* Brief
Everything from the line with "the human arm" through the last line of the records below should be copied exactly, both ends included.
══ Dataset records
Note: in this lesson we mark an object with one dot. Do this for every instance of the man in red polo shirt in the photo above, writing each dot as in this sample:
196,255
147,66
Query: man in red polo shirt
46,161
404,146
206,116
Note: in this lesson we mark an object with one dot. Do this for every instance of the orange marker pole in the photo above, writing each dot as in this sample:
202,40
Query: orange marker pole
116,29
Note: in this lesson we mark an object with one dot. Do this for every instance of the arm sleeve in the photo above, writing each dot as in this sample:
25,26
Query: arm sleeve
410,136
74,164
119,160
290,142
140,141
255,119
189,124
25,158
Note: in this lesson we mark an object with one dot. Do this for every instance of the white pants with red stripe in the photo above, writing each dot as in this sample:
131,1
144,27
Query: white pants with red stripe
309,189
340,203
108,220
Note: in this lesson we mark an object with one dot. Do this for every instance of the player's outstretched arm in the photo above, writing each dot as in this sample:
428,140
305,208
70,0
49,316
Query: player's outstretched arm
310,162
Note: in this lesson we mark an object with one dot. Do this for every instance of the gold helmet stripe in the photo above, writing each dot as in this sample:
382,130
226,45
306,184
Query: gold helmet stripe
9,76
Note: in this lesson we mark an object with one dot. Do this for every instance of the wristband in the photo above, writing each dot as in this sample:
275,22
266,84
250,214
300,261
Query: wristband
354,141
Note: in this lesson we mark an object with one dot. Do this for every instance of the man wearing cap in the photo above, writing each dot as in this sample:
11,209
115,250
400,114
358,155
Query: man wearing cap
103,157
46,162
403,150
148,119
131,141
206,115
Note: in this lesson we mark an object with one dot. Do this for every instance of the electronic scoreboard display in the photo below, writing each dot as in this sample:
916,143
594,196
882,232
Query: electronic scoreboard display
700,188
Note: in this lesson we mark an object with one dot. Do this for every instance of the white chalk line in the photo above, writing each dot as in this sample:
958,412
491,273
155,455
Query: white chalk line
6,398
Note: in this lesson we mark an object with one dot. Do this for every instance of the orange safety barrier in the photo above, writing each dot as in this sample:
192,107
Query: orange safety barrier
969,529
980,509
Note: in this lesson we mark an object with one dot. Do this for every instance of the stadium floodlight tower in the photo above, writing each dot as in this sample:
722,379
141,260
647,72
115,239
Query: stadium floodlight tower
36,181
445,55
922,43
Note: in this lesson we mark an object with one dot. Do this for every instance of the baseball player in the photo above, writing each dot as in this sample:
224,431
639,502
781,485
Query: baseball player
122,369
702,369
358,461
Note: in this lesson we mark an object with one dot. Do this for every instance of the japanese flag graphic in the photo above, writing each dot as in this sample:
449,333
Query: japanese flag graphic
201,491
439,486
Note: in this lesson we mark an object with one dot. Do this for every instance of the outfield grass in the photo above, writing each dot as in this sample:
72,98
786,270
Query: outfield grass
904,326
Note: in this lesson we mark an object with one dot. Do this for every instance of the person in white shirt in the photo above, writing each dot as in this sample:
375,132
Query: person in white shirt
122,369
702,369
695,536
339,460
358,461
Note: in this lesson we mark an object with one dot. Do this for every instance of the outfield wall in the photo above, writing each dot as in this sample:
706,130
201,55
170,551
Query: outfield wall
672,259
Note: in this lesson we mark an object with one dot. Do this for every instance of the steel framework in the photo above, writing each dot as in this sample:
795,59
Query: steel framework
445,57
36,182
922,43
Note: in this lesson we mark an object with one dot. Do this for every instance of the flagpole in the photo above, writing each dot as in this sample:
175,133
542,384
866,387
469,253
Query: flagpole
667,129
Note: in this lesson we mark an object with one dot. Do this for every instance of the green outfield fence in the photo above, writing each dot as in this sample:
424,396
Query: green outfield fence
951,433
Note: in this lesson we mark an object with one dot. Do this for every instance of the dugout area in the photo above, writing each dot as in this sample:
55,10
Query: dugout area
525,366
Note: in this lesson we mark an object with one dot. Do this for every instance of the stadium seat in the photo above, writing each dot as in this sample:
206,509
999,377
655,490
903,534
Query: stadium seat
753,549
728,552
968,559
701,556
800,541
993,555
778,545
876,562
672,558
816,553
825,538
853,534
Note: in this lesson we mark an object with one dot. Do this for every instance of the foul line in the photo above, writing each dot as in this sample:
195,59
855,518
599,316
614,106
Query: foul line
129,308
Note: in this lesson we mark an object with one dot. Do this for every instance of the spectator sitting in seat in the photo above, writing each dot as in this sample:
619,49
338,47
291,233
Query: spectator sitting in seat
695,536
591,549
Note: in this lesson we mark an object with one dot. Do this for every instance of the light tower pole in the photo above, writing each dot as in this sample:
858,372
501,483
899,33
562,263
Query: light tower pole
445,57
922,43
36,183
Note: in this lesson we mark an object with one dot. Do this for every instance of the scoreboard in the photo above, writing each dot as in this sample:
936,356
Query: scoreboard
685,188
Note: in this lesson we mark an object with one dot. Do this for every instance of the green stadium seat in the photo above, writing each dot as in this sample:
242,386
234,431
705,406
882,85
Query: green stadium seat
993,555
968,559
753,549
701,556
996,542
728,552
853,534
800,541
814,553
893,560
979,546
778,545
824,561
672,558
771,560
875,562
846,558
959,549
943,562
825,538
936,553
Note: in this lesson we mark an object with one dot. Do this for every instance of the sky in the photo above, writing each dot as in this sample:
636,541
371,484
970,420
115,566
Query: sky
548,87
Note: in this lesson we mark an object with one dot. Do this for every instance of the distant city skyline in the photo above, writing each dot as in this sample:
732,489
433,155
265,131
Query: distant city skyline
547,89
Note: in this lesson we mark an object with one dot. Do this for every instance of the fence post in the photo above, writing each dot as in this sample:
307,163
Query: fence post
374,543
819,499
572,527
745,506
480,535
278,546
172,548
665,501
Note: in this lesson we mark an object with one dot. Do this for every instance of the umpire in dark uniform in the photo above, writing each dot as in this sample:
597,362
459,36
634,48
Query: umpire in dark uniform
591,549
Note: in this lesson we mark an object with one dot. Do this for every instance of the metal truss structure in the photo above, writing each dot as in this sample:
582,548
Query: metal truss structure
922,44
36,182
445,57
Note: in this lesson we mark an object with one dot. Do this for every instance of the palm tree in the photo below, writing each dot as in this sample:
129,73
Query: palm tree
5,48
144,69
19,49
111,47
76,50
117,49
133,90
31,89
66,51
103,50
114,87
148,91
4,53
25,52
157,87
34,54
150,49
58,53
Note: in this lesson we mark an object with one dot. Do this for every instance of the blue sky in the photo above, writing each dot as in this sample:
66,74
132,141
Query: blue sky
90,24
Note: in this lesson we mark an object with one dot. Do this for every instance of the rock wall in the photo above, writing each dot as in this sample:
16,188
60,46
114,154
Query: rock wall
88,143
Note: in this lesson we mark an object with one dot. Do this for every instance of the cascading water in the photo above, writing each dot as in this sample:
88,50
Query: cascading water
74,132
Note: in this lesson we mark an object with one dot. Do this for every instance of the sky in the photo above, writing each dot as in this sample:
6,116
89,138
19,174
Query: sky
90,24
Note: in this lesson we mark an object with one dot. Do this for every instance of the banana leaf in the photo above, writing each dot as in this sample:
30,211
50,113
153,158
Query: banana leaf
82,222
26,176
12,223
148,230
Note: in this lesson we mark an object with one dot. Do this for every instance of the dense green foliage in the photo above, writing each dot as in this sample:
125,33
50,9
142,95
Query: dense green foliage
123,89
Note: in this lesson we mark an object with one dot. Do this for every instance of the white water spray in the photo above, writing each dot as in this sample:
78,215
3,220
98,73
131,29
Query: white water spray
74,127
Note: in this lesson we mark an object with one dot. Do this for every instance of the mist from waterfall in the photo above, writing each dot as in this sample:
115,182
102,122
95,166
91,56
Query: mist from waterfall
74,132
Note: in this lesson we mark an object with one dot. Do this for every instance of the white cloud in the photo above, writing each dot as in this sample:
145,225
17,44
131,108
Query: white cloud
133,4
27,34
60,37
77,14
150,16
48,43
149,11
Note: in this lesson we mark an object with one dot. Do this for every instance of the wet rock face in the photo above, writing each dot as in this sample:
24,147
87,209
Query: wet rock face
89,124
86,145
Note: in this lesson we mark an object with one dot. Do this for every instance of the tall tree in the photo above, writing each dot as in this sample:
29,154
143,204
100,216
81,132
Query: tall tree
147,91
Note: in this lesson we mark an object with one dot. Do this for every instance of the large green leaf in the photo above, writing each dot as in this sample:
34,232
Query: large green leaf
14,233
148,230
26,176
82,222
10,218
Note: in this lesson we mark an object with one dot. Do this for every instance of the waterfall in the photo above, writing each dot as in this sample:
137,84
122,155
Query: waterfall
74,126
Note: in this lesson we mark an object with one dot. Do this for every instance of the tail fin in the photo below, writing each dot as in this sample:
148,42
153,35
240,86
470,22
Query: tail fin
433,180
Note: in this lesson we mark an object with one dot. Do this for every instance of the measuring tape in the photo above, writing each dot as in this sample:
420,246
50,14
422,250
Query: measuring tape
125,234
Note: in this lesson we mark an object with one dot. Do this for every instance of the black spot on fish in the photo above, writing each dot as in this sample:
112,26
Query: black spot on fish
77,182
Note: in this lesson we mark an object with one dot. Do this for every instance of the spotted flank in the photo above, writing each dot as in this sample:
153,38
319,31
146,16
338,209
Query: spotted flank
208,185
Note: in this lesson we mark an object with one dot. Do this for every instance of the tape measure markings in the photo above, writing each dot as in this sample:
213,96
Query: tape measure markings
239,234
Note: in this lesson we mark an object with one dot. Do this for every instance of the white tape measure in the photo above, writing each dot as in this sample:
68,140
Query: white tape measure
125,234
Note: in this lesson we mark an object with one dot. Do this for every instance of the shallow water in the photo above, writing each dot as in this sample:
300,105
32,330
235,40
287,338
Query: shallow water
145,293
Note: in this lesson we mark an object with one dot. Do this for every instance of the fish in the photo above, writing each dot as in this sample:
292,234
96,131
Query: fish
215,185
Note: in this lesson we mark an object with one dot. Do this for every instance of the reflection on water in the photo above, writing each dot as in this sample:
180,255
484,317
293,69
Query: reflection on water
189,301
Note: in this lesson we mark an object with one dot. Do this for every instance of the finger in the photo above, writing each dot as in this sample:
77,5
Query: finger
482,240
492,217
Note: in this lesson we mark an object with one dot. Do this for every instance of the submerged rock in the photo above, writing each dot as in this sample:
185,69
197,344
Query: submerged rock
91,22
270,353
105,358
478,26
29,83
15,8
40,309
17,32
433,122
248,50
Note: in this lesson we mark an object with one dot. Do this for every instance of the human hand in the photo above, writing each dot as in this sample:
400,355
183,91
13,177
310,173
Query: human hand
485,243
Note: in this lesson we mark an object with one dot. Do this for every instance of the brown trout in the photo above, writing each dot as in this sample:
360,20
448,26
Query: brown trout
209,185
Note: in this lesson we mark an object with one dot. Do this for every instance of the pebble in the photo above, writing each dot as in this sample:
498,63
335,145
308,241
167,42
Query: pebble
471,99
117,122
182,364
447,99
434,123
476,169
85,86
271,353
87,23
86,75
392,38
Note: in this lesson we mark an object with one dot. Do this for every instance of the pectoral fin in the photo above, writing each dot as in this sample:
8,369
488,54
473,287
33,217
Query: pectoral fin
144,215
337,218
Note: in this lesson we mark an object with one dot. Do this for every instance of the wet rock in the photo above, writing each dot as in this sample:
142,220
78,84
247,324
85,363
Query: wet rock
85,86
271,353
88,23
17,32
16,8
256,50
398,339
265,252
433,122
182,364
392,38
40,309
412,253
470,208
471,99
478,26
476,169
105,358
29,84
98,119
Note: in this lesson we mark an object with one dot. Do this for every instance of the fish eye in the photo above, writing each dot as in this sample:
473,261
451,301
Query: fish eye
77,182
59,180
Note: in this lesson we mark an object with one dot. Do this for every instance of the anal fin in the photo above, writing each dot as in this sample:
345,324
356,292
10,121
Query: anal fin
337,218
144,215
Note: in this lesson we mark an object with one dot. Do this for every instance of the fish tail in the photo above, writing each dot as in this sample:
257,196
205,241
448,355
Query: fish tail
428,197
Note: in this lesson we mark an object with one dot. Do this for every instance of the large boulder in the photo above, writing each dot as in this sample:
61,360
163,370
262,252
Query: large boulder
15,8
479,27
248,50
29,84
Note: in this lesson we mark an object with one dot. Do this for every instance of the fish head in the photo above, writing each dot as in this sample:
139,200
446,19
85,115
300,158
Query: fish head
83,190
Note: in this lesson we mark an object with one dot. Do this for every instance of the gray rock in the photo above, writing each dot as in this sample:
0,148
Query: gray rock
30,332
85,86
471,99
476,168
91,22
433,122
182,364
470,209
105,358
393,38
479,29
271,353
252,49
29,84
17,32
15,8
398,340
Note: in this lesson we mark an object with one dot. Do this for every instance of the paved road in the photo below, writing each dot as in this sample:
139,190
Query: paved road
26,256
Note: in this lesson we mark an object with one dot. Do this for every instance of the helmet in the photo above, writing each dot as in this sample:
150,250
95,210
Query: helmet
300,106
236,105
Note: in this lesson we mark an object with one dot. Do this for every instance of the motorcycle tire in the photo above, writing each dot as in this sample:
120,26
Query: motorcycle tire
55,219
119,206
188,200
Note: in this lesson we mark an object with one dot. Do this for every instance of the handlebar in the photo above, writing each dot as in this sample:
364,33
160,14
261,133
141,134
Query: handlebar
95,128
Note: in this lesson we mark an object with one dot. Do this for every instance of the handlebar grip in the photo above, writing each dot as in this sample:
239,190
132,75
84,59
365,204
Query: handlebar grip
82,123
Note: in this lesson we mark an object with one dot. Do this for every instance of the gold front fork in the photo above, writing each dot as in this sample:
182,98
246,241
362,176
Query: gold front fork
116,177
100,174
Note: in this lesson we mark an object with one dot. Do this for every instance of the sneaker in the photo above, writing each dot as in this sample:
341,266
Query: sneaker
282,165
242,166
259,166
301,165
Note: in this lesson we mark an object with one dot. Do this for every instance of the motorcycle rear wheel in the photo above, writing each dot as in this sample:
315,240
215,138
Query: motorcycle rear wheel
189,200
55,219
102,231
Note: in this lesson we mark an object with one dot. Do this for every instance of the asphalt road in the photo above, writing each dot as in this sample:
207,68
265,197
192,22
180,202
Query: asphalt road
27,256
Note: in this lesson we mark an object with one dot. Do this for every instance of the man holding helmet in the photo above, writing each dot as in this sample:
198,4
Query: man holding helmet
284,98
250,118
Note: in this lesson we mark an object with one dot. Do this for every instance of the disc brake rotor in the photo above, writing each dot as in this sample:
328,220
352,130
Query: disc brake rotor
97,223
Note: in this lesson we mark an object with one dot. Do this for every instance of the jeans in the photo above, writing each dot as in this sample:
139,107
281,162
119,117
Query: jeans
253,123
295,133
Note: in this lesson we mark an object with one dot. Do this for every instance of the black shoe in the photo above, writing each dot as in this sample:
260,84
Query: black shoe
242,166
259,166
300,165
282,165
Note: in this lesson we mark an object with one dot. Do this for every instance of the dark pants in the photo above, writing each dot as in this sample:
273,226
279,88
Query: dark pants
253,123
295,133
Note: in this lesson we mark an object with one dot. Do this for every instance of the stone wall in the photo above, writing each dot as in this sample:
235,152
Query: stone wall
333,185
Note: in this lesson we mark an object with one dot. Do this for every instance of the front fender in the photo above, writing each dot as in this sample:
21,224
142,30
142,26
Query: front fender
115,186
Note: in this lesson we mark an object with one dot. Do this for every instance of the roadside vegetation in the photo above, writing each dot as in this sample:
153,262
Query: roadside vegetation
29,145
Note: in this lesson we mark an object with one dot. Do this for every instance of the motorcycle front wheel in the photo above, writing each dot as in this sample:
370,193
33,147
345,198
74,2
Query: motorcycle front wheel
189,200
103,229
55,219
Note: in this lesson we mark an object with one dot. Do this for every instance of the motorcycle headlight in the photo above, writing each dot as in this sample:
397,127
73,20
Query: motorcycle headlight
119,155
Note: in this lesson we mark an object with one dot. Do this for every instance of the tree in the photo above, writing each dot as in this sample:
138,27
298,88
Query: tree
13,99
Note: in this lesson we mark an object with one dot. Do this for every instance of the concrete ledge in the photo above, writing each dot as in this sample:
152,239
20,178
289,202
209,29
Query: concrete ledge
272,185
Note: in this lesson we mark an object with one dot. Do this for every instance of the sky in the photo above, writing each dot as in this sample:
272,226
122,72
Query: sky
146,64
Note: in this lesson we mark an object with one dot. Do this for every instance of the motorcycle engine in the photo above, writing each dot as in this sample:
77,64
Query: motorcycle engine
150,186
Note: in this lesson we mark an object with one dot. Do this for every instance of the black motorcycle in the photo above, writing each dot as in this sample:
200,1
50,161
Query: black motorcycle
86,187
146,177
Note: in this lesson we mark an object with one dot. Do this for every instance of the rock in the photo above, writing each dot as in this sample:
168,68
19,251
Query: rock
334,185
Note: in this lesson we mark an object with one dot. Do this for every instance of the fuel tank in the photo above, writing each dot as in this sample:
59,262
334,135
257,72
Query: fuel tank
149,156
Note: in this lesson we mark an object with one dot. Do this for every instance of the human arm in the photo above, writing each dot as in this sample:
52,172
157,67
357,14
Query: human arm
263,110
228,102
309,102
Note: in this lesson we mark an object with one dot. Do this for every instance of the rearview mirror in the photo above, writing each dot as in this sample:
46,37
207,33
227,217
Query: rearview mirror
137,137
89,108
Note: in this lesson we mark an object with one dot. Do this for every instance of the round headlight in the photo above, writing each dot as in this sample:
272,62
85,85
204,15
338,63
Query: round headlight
════
* Exercise response
Note: in this lesson we mark an object with one dot. Do this for every instance of the human arm in the photo above, writing each dot as in this sample:
52,172
157,67
357,14
Query: human arm
263,110
228,102
309,102
Note: in this lesson we mark an object with one dot. Do this for every instance of the rearview mirror in the photo above, writing each dot as in this sample:
46,37
207,33
227,217
Query: rearview mirror
137,137
89,108
Note: in this lesson we mark an object with one dot. Do this for every instance of the round headlight in the photo above, writing each dot as in this sample:
272,62
85,85
204,15
338,63
Query: round headlight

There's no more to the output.